(What to work on) Reproduce the following records exactly from the line containing "Please put a point on each instance of the window" onward, ending with the last line and including it.

(Data excerpts)
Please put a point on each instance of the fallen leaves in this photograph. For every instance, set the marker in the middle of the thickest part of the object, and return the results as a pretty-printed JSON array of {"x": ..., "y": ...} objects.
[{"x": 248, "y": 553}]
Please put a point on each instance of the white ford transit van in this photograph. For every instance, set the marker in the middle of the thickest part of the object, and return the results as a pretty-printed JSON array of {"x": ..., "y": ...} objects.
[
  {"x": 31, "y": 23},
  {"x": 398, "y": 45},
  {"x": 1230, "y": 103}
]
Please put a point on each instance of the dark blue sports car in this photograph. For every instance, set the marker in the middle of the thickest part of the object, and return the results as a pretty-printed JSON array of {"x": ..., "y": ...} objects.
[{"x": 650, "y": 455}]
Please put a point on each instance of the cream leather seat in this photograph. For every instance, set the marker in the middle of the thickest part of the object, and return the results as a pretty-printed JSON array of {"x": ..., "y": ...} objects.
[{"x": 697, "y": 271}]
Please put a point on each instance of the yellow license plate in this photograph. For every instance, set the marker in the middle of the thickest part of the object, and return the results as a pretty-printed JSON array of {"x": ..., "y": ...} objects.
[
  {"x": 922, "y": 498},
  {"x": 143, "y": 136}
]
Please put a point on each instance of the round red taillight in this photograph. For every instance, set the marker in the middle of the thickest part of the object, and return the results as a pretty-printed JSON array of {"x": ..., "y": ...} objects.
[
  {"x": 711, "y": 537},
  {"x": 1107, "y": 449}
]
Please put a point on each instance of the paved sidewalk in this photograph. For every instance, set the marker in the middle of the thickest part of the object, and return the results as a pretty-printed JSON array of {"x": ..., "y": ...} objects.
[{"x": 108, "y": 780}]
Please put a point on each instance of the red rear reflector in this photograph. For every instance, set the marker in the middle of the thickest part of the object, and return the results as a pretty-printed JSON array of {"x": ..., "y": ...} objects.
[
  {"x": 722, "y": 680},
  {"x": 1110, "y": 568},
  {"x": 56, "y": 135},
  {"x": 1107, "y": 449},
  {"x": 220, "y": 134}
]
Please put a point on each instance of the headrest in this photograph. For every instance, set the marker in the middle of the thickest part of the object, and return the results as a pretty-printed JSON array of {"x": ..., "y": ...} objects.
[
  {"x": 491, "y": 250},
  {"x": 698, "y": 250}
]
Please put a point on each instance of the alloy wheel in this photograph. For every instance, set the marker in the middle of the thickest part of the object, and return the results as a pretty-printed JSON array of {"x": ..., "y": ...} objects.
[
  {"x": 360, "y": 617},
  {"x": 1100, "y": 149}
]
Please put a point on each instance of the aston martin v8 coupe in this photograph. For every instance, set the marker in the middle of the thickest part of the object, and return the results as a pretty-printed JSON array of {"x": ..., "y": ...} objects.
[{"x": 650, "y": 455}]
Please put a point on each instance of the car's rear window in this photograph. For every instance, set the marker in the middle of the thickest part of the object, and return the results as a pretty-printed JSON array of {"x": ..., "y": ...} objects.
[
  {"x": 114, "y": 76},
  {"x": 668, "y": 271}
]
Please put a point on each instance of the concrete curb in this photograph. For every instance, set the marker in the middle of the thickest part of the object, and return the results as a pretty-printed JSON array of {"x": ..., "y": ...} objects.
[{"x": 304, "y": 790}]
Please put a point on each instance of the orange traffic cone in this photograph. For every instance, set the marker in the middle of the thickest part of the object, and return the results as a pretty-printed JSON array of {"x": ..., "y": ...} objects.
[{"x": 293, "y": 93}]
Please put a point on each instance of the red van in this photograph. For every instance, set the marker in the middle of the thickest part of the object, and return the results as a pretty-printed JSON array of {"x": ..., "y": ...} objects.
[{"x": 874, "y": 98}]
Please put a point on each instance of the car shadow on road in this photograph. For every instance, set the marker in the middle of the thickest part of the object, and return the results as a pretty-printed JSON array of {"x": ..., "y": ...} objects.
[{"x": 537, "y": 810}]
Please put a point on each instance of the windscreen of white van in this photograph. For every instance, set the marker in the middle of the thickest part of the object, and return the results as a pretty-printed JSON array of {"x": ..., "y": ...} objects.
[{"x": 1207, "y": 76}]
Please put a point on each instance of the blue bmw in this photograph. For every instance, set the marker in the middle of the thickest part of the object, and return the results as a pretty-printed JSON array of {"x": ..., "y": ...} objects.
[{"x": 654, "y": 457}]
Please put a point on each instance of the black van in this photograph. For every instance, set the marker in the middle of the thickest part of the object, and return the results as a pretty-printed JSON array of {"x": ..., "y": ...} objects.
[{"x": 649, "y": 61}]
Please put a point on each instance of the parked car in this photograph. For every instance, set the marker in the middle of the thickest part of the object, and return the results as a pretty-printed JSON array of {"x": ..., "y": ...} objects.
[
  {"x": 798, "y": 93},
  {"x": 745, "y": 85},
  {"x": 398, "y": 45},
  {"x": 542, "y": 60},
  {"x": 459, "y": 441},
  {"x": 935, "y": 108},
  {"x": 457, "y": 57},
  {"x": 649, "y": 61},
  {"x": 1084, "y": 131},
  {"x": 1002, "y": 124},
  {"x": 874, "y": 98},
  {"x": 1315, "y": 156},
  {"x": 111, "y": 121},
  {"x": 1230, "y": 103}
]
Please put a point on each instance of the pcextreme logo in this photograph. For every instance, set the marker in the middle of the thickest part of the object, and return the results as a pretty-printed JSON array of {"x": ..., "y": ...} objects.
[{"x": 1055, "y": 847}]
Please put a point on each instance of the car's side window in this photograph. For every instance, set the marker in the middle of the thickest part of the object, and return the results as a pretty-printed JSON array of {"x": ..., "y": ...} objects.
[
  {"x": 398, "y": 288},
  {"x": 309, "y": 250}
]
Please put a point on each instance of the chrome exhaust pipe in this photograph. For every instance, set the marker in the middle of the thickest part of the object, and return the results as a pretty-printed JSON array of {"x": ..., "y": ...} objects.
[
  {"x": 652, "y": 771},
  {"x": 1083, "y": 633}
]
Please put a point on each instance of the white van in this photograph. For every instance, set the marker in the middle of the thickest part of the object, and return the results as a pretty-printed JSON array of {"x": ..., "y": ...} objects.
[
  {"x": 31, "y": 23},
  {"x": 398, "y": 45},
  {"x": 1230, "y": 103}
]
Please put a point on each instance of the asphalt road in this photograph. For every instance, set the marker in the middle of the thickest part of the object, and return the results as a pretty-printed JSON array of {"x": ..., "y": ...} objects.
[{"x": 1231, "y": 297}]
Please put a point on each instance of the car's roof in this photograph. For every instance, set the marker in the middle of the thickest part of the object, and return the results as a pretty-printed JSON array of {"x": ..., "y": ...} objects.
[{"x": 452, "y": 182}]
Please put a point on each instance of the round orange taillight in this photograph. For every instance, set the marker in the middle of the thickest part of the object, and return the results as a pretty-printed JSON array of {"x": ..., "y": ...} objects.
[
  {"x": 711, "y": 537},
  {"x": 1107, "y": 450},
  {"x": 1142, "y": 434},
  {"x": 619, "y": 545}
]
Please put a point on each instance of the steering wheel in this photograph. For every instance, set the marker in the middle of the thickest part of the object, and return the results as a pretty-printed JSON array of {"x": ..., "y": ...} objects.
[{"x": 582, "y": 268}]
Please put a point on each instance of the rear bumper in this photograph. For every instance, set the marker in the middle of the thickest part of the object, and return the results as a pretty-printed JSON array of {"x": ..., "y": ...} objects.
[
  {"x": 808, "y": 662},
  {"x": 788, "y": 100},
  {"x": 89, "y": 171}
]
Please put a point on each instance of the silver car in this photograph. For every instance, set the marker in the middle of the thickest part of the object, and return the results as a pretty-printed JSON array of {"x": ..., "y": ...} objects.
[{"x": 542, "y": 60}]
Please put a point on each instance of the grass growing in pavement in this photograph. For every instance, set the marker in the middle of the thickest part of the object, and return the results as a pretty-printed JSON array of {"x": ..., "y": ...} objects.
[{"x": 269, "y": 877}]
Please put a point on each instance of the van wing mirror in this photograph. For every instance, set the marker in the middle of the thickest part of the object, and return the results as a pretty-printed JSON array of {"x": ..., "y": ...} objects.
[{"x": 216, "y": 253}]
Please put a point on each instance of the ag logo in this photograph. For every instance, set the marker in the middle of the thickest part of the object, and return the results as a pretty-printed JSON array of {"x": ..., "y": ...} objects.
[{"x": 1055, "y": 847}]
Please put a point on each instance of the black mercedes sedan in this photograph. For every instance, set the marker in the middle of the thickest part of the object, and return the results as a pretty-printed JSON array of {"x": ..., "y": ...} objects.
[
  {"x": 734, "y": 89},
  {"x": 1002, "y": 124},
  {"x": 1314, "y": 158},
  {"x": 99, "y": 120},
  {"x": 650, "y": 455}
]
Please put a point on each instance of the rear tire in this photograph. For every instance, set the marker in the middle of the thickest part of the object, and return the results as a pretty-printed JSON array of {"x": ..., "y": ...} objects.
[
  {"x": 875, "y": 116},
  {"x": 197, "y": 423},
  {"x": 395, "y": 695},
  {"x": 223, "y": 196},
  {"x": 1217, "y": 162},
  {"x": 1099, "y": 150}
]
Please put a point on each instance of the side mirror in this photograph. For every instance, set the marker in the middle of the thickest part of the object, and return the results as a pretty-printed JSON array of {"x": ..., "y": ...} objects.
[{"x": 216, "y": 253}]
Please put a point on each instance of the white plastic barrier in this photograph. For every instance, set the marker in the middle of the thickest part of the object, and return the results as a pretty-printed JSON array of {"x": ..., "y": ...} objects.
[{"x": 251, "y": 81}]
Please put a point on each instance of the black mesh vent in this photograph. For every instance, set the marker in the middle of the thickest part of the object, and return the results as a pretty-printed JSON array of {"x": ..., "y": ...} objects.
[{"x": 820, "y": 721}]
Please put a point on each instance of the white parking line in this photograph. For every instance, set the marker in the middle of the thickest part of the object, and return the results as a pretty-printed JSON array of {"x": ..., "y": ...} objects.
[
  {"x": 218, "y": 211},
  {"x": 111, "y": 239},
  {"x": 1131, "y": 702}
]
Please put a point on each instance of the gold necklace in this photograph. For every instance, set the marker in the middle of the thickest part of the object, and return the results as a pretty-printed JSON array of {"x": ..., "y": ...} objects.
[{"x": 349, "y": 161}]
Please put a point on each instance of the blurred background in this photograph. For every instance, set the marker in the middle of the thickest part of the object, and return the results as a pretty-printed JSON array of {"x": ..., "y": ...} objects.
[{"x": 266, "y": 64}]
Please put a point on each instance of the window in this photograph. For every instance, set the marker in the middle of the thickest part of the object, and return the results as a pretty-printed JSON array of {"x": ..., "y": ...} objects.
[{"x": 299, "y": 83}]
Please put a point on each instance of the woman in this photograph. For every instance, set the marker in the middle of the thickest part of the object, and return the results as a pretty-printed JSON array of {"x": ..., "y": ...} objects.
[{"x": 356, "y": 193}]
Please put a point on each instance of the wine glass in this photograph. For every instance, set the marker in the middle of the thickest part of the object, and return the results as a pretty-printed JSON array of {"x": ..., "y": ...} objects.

(Task answer)
Please put a point on each instance of the window in this photograph. For every instance, set the marker in the middle of the thickest part of the object, and return the results as a pretty-printed JSON array of {"x": ..., "y": ...} objects.
[{"x": 299, "y": 83}]
Please put a point on each instance of the woman in this photograph. For every instance, set the marker in the middle of the thickest part of the object, and return the results as a pretty-printed JSON array of {"x": ..., "y": ...} objects.
[{"x": 356, "y": 193}]
Please put a point on each instance of the wine glass in this photograph. For every instance, set the marker in the middle of the thickest part of the object, and return the results as a pretty-printed JSON array of {"x": ..., "y": ...} objects.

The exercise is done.